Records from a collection
::::::::::
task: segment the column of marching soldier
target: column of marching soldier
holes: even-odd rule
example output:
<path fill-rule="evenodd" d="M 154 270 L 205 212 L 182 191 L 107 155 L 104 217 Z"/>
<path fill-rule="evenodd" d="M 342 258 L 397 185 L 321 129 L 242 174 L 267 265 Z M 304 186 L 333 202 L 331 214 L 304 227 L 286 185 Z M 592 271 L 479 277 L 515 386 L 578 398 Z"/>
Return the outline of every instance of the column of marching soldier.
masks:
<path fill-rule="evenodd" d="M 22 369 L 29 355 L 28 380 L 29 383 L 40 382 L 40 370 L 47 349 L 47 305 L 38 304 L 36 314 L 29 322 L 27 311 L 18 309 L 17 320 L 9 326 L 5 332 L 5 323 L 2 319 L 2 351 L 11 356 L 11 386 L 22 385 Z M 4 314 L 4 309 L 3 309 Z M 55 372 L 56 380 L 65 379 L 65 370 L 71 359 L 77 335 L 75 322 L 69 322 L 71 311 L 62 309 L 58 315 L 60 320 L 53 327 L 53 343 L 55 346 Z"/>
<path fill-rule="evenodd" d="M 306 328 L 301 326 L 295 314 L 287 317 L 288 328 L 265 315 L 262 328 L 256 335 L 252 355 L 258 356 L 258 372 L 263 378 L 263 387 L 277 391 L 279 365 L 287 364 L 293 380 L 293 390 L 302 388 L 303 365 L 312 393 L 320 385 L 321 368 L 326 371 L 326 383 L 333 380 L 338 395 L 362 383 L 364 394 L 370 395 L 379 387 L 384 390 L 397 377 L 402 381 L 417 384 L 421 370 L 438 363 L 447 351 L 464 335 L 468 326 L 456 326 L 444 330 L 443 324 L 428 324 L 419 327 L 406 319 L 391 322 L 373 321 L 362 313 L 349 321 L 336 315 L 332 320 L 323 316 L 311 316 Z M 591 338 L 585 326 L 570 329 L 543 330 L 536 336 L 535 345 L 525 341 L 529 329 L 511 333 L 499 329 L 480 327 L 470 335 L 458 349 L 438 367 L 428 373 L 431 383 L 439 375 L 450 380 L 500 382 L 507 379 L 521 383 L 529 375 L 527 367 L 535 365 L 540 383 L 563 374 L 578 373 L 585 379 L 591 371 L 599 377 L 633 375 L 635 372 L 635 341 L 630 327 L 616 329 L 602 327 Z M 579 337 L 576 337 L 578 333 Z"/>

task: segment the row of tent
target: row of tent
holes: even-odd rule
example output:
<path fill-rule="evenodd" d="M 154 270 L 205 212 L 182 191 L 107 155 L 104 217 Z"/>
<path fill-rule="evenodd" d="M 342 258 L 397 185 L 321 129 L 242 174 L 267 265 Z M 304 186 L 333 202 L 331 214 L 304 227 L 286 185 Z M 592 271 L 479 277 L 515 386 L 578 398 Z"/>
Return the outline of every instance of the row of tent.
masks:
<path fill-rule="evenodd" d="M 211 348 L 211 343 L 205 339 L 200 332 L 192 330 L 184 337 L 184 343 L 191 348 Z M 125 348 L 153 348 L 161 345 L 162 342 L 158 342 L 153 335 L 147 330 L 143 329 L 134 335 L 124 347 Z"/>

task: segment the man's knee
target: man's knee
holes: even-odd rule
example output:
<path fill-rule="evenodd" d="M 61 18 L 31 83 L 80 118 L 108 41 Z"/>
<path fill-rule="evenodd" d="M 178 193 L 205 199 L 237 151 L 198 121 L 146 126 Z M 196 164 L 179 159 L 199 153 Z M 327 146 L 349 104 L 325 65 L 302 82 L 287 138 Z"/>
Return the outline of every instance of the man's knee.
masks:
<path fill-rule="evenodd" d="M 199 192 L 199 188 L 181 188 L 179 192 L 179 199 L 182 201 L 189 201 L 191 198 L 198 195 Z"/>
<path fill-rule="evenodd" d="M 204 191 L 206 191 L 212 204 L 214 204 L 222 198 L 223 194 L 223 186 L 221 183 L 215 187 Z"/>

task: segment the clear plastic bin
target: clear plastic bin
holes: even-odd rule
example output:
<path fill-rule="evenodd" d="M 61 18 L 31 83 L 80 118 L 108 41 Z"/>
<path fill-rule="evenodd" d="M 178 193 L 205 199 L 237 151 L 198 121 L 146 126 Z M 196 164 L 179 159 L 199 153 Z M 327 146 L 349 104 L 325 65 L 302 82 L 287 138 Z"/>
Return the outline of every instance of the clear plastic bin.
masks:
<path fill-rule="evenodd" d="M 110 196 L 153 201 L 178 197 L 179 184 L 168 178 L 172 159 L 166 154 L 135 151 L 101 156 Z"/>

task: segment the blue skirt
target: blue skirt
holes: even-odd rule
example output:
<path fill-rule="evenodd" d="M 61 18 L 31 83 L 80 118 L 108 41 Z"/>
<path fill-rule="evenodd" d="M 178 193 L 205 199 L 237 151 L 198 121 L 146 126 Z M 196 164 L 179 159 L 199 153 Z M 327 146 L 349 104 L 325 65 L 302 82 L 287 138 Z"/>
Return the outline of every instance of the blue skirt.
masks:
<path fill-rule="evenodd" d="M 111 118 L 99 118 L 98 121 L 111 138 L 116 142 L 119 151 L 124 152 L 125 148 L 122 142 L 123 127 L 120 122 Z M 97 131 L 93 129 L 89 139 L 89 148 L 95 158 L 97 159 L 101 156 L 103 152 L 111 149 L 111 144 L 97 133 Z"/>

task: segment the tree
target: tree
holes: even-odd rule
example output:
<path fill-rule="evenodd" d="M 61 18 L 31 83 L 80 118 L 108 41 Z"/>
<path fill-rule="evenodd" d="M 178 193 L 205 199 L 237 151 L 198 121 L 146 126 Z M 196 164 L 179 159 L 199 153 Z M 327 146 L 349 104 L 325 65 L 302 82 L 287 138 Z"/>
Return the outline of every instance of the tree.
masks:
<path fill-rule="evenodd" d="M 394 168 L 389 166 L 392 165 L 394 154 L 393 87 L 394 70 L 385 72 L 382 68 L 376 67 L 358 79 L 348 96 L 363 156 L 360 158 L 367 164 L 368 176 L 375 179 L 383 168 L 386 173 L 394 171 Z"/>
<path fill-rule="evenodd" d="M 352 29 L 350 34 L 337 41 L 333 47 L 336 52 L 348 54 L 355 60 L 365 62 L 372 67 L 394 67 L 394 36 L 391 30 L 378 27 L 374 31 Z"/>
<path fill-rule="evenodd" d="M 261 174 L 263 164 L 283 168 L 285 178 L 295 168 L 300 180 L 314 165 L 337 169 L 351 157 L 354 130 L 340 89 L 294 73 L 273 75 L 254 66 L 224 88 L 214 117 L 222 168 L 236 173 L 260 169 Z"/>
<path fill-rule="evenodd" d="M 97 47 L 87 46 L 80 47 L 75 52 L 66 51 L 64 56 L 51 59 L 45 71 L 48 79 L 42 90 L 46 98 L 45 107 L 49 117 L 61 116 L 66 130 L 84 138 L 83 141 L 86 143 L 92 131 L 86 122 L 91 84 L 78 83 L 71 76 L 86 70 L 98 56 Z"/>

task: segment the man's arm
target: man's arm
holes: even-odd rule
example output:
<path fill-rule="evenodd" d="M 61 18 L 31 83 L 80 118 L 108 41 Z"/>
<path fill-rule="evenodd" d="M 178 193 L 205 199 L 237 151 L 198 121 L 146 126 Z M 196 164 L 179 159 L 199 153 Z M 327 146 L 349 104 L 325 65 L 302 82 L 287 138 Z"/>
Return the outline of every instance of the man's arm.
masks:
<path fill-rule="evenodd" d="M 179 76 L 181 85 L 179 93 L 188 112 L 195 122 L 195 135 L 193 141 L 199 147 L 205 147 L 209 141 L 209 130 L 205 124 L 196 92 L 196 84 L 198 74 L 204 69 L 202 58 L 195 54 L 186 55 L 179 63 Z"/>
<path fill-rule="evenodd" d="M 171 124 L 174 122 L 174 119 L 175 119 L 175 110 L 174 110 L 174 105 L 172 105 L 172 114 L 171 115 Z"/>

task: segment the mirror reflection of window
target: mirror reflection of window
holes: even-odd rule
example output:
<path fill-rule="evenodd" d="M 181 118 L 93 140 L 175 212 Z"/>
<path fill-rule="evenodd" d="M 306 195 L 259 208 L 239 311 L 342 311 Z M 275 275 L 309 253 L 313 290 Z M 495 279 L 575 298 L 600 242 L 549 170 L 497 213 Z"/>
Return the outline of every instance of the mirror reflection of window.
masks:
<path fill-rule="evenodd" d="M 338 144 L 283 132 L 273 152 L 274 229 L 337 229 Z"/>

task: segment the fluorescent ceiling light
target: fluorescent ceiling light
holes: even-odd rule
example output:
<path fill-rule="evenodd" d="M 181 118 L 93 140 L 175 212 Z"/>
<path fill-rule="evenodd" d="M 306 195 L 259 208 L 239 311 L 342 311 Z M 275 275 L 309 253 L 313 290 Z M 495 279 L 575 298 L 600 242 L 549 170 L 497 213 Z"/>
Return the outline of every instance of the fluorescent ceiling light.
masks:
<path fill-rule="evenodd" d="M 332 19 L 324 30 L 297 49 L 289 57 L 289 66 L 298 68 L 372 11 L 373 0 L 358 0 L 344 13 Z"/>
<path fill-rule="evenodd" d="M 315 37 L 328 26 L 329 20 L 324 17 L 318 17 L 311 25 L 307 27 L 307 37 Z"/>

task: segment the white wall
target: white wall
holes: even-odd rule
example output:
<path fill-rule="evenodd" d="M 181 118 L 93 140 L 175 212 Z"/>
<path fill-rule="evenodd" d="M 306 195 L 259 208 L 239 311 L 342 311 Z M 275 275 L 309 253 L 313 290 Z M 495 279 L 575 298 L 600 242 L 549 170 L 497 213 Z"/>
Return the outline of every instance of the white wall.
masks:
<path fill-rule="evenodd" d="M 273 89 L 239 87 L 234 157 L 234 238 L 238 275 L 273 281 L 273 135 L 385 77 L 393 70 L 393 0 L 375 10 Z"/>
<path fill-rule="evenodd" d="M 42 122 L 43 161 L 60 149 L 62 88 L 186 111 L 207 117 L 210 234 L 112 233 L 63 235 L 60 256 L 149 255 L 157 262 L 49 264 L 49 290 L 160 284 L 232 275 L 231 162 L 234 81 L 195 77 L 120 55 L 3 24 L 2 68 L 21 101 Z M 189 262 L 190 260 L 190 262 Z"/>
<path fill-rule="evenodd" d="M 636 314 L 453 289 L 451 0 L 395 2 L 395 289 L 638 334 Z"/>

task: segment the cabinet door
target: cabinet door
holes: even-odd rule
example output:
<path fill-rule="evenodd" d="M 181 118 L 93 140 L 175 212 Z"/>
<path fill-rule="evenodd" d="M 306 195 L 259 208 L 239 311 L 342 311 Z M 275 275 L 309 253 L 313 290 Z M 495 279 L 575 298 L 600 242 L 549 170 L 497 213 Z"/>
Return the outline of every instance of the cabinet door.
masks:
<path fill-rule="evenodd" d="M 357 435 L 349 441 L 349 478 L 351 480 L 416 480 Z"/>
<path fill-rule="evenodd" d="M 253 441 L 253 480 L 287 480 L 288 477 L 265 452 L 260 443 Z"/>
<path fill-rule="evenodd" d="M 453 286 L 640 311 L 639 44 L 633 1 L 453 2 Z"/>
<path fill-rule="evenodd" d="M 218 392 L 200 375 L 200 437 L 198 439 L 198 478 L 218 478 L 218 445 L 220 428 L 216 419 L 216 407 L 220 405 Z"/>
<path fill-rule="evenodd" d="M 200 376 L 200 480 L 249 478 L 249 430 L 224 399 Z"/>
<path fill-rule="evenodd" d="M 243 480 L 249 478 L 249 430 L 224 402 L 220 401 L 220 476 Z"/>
::::::::::
§ What is asked
Identify every line in the data above that contains the word "blue", and copy each of those lines. Case counts.

§ Written solution
task: segment the blue skirt
target: blue skirt
Return the outline of every instance of the blue skirt.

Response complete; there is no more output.